- **Prompt 1**: Please translate this sentence from the film review excerpt into Spanish: "That’s what good cinema is – connecting the most unlikely of people in the most unlikely of places."
- **Prompt 2**: Write the next part of the film review excerpt, picking up after its final line.

___ Text block ___

I really love this film. I think it will always have a place in my heart. Primarily for the watching experience – the life and times of a grumpy man who wasn’t always that grumpy has the making of storytelling perfection – but also for the experience afterwards. After both cinema-viewings of it I found myself in a queue in the women’s toilets (not all that unusual).  Both times we were a line of women, some of us still sniffling and some of us desperately trying to restore our faces to some semblance of order, all talking about how wonderful the movie was and how moved we were by it. That’s what good cinema is – connecting the most unlikely of people in the most unlikely of places. (Full review here)


4) Paddington 2

Go see it. Yes, you. Go see it. Don’t try all that ‘it’s for children’ nonsense with me. It’s a film for anyone and everyone. As previously mentioned, 2017 has been a bit pants really. This film lets you escape the pants bit of things by being the cinematic experience of being hugged, by a really sweet and polite little bear. I cried, a lot, more often than not with just how happy the film made me. It’s also brilliantly funny as well as moving, with both Hugh Grant and Brendan Gleeson clearly having a whale of a time. Go see it now, or at least after you’ve finished reading the top three… (Full review here)

___ Records provided ___

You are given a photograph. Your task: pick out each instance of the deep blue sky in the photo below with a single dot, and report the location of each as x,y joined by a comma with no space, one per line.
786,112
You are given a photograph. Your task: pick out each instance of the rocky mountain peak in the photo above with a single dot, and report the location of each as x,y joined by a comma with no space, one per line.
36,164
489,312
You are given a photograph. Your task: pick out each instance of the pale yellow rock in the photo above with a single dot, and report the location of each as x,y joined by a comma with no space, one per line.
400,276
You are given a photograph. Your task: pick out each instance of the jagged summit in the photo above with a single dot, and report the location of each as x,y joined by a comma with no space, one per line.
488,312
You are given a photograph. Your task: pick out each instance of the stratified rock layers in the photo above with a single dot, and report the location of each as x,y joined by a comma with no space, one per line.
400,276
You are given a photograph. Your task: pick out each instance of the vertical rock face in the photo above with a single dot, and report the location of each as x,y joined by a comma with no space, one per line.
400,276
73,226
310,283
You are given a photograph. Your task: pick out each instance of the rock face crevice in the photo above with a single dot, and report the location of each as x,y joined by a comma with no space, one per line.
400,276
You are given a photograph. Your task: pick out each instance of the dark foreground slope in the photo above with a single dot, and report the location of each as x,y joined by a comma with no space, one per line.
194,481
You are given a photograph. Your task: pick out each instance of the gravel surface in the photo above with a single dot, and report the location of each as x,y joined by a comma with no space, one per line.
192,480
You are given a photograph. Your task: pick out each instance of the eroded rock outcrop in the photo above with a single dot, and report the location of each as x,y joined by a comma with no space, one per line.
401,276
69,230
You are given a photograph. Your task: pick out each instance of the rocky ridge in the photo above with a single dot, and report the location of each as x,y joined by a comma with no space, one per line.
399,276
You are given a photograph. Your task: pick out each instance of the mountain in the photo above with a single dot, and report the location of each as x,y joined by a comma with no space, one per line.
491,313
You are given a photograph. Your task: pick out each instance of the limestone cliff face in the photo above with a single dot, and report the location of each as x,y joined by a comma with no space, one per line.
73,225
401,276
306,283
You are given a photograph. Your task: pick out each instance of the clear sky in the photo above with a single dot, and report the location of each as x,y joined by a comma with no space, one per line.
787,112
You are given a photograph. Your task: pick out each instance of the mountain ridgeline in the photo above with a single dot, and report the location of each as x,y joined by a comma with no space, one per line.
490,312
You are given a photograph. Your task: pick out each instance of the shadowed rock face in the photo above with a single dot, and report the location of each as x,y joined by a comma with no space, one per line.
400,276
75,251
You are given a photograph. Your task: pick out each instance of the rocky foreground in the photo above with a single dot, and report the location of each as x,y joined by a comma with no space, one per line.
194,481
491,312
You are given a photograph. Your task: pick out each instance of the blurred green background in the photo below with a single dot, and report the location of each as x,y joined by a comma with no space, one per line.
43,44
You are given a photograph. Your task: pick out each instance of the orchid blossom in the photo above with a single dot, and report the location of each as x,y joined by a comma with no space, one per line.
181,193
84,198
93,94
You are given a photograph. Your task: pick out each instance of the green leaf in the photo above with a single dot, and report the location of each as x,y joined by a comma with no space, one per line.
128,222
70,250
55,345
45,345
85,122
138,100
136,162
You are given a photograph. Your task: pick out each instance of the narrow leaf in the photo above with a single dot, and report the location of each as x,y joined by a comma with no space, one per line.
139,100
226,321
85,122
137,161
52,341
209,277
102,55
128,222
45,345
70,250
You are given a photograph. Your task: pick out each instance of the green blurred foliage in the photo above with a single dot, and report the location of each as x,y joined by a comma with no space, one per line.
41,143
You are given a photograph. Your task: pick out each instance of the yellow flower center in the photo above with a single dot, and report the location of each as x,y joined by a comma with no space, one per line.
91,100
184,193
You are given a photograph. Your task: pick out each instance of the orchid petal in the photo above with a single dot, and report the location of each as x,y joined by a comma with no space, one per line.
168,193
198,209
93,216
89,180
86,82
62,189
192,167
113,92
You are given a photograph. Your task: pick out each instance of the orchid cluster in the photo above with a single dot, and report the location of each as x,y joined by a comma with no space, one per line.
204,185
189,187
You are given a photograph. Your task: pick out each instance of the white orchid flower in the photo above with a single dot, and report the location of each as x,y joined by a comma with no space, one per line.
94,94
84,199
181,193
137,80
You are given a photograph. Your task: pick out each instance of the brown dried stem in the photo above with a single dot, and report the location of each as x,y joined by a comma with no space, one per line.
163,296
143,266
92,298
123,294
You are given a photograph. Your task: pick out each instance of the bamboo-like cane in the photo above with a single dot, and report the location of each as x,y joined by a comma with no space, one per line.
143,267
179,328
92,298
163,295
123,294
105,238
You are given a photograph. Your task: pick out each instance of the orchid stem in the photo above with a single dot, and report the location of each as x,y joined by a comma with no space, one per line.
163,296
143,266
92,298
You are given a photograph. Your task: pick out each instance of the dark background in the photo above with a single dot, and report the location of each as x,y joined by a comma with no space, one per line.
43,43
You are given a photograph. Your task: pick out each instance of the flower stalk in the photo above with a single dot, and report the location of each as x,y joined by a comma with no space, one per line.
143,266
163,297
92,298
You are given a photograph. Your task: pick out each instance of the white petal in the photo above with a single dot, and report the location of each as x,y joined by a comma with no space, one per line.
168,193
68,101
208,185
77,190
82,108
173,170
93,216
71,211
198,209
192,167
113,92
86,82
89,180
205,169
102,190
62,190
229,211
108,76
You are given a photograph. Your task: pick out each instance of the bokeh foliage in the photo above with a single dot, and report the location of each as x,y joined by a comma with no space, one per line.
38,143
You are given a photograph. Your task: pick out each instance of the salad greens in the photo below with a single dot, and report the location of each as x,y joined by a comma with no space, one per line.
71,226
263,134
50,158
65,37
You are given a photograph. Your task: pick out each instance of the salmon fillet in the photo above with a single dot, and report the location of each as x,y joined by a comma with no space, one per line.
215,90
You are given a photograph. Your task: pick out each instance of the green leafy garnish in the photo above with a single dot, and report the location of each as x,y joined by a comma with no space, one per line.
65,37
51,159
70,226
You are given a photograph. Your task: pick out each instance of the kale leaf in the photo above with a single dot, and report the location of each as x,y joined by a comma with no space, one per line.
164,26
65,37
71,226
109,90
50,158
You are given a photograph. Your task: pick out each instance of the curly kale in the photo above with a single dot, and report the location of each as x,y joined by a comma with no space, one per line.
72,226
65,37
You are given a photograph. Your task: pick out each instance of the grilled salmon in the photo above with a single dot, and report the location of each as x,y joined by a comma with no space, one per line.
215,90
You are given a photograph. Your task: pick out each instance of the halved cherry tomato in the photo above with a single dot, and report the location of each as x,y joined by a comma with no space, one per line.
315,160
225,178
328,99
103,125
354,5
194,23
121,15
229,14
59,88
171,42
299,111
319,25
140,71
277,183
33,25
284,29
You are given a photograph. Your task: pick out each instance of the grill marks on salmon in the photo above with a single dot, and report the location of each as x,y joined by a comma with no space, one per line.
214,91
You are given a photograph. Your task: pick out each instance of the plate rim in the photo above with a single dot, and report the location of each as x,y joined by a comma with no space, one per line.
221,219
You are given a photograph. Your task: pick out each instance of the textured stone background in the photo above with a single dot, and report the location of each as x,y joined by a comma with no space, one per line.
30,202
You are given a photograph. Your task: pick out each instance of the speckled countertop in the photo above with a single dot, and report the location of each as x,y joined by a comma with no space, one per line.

___

- **Task answer 1**: Eso es el buen cine: conectar a las personas más insospechadas en los lugares más insospechados.

- **Task answer 2**:
3) Their Finest

How many ways do I love thee? Let me count them! I love Gemma Arterton’s strong, determined and sassy in a leading lady role. I love the rapport between her and the oh-so-sardonic Sam Claflin. I love Bill Nighy in full-on quirky mode. I love Helen McCrory stealing every scene she’s in. I love the costumes. I love the set design. Most importantly of all I love the fact the entire film is a love story about the power of cinema, that during even the most darkest of times there is still hope to be found. (Full review here)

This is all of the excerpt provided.